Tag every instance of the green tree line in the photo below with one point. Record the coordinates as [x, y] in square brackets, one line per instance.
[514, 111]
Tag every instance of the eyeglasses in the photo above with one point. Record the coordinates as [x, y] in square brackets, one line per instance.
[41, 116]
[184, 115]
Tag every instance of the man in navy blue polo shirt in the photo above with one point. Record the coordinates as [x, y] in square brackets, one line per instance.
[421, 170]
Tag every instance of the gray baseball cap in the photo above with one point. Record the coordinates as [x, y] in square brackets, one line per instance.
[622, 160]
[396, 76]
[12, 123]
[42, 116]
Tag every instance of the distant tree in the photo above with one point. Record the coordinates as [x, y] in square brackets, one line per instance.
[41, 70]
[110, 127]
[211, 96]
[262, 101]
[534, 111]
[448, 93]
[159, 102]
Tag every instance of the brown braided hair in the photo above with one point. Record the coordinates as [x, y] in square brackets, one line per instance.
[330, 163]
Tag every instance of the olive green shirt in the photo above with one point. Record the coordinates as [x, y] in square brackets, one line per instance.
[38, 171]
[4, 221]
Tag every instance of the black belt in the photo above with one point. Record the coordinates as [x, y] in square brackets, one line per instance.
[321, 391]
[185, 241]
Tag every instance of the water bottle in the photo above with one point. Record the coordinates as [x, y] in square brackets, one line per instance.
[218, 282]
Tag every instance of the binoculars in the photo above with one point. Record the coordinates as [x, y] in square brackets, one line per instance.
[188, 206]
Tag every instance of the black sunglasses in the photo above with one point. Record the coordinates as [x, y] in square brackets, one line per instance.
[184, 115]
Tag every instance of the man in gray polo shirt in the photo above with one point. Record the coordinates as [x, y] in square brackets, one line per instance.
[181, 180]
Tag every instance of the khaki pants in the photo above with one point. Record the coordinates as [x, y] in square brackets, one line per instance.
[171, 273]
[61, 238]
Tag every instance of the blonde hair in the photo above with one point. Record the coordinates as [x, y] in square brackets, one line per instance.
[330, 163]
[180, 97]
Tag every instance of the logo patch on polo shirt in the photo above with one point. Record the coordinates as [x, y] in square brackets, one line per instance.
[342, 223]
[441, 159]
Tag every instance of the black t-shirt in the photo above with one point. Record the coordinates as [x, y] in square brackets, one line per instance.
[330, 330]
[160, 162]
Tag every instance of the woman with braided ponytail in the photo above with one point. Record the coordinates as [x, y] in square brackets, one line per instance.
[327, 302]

**Task instructions**
Copy each record from above without leaving any out.

**Solved exercise**
Tag every instance of the green tree line in the photo below with one point. Record the coordinates as [x, y] in square brackets, one line per instance.
[514, 111]
Tag every instance of the eyeglasses in the photo above with one point. Record the coordinates as [x, y] in square brackets, one line per instance.
[41, 116]
[184, 115]
Tag every instance of the man in navy blue polo shirt in the photo above with one point. Record the coordinates as [x, y] in square brackets, one line per instance.
[421, 170]
Tag every instance of the gray baseball cap in the photo above with one point. Record the coordinates as [x, y] in square brackets, one line per instance.
[622, 160]
[396, 76]
[12, 123]
[42, 116]
Tag every instance of the distant tree in the photo above with one point. Record the coordinates as [x, y] in square brackets, one line per instance.
[41, 70]
[110, 127]
[211, 96]
[262, 101]
[534, 111]
[448, 93]
[159, 102]
Tag every instance of the brown braided hair in the photo above with one point. Record the coordinates as [x, y] in square brackets, one line per instance.
[330, 163]
Tag every instance of the olive green shirt in the photo above with one point. Record the coordinates as [x, y] in square brackets, one line per instance.
[38, 171]
[4, 221]
Tag every instance of the black belt in the photo above with one point. Record the coordinates as [x, y] in square brackets, one line per instance.
[321, 391]
[185, 241]
Tag every instance of the water bottle in the photo above with one point. Record the coordinates as [x, y] in square brackets, one line per instance.
[218, 282]
Tag every instance of the binoculars in the photo above with one point. Record the coordinates as [x, y] in square brackets, one line per instance.
[188, 206]
Tag every instance of the black sunglasses in the photo above with one point. Record the coordinates as [x, y] in square brackets, one line per instance.
[184, 115]
Tag every instance of the man in gray polo shirt in the photo above with one point. Record the coordinates as [x, y] in square brackets, one line per instance.
[181, 180]
Tag every instance of the khaki pants in the photo above with one point. Record the coordinates as [x, y] in square brackets, one line per instance.
[171, 273]
[61, 238]
Tag every instance of the blonde hair in the photo above with one point. Record the coordinates as [x, y] in square brackets, one line per instance.
[330, 163]
[180, 97]
Tag every instance of the logo patch on polo shirt in the photo above with one point. Record the coordinates as [x, y] in square brackets, one line per instance.
[342, 223]
[441, 159]
Tag every instance of the black t-shirt in the photo above with one point. Record the coordinates as [x, y] in square brackets, one line per instance.
[330, 330]
[160, 162]
Tag every instance of the woman with braided ponytail in the photo above with one point. Record the coordinates as [x, y] in square brackets, one line per instance.
[327, 302]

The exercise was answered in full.